The Non-Issue of Sharia

At a time when Western democracies face a terrible surge in terrorist attacks on their own soil perpetrated chiefly by radical Islamists of the al-Qaida and Islamic State brands, an American group has decided to organize protests against… Sharia.

Over the weekend, ACT for America staged marches and rallies in cities across the country to demand that Sharia, Islamic law, be banned in the United States. They claim that Muslims who abide by Sharia cannot be good Americans because Islam itself promulgates un-American beliefs and practices.

The ACT activists came armed not only with megaphones and angry anti-Sharia rhetoric, but with assault weapons as well. The message was undeniably provocative, and resulted, not surprisingly, in violent confrontations with counter-demonstrators in some places.

In St. Paul, Minneapolis, seven people were arrested during demonstrations at the state capitol, though no injuries were reported. In Seattle, police used pepper spray to “break up a large fight” and arrested three people.

In New York, nearly 100 people traded insults with a larger group of counter-protesters. The anti-Sharia demonstrators shouted “Commies” at their opponents, who shouted “Fascists!” back at them. Police barricades kept them apart.

Similar scenes were enacted in Chicago, Denver, Atlanta and elsewhere. Counter-demonstrators were better organized; they outnumbered (and presumably outshouted) the ACT activists.

The group’s leaders deny charges that they are anti-Muslim bigots. The official rhetoric is couched in political correctness: “We are not anti-Muslim. We are anti-radical Islam,” said a March Against Sharia speaker outside City Hall in Seattle.

==============================

WHAT YOU NEED TO DO =>
In the text on the anti-Sharia marches, what did police in Seattle use to break up a large fight?

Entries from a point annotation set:
==============================

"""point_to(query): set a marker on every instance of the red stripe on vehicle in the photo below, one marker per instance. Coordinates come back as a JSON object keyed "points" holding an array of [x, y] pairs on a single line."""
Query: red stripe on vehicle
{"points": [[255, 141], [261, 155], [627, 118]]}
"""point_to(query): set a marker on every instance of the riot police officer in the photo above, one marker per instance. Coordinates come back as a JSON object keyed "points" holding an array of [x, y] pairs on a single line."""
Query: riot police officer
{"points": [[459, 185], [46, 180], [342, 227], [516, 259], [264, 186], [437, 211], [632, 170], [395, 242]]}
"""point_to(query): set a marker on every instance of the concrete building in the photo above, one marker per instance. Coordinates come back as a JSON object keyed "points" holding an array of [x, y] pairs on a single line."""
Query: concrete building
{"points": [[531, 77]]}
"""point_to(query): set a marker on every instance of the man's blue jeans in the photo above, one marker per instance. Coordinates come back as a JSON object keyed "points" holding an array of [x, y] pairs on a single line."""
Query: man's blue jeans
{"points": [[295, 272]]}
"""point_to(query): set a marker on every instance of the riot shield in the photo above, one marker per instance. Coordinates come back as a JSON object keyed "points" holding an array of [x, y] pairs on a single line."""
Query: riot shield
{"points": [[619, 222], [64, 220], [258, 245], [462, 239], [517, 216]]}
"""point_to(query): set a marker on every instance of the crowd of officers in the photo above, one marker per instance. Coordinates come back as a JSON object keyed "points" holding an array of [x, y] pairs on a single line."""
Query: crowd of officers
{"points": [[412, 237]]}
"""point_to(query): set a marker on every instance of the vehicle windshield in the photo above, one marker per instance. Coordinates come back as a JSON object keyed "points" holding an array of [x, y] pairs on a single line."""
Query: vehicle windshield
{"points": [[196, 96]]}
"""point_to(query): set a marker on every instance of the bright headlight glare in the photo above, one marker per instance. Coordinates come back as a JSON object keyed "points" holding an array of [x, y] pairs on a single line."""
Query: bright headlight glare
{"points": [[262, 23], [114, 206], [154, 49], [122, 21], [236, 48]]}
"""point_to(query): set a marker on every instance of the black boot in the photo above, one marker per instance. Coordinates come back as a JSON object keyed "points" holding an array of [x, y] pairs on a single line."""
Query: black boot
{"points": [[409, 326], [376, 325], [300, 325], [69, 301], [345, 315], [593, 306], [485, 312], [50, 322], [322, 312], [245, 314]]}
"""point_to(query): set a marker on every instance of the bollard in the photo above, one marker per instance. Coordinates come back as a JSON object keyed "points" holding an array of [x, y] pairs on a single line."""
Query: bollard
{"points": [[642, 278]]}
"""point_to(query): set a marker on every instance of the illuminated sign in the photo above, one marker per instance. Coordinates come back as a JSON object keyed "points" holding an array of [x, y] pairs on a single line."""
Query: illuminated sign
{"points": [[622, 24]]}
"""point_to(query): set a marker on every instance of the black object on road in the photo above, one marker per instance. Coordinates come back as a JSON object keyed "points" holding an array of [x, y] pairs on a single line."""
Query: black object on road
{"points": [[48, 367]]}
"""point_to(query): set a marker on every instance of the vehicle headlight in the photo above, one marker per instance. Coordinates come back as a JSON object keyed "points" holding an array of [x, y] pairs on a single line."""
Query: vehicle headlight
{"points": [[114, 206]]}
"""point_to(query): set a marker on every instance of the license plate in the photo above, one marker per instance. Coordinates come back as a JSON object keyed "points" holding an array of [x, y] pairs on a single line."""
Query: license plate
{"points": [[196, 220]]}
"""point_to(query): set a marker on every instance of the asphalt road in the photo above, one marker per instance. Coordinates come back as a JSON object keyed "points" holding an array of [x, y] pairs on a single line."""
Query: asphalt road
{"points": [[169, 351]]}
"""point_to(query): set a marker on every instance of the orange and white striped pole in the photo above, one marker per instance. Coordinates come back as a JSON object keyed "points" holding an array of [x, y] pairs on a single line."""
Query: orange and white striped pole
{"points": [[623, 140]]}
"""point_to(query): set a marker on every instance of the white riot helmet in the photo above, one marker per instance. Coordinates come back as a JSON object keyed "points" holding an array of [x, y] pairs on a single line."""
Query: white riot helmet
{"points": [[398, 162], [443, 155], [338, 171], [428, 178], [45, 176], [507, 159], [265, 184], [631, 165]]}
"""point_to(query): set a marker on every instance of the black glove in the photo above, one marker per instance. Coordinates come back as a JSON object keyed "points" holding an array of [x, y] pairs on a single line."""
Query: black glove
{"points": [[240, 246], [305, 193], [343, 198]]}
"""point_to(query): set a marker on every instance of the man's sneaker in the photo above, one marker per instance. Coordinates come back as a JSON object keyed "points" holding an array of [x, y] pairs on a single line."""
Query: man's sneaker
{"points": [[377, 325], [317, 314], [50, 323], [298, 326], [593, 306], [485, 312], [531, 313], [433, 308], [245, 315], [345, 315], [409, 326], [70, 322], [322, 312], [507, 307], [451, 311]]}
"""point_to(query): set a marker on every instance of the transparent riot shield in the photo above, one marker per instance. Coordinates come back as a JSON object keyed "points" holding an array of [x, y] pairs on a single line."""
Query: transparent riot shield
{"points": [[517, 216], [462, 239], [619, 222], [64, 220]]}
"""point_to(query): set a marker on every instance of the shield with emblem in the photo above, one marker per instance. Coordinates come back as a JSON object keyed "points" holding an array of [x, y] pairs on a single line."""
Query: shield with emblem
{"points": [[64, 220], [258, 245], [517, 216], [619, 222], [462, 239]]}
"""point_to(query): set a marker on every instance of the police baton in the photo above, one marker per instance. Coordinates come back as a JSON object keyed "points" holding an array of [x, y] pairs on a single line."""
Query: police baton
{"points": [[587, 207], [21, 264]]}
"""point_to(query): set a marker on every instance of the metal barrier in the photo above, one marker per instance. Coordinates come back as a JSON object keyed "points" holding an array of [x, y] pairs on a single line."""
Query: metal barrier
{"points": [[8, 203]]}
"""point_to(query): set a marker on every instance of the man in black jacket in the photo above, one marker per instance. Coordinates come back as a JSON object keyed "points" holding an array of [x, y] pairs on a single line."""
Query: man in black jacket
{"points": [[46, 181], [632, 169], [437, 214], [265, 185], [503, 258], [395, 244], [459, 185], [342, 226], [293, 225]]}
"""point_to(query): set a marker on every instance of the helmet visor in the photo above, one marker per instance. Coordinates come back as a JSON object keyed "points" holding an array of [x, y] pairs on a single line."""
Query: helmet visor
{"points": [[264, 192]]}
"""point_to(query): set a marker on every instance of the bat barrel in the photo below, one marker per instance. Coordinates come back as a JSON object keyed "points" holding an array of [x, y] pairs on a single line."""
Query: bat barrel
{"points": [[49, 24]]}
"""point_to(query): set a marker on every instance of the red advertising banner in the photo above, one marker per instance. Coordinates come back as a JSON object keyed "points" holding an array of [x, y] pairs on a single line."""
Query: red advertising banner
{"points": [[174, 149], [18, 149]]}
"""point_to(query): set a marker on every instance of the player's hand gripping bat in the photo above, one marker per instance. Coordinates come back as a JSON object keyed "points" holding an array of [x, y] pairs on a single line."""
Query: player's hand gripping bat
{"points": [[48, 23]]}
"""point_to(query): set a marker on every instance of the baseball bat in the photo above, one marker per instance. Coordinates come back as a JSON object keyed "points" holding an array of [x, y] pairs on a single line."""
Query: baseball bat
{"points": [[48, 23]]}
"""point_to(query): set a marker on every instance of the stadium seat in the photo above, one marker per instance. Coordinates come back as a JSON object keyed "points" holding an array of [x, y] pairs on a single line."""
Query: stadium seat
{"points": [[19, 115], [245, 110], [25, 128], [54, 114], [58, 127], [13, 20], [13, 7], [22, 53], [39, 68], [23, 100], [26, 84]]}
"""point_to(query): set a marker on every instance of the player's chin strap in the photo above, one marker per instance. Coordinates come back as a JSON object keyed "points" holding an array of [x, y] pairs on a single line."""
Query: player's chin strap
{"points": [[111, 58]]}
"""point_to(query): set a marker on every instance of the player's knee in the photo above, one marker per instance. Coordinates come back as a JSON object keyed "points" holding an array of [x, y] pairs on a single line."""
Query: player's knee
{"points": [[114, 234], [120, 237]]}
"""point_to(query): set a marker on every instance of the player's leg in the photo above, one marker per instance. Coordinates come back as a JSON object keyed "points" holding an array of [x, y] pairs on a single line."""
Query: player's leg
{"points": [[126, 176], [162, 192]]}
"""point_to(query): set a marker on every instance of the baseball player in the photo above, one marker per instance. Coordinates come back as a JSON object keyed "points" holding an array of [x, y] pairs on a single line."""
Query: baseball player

==============================

SOLUTION TO THE EXERCISE =>
Pepper spray.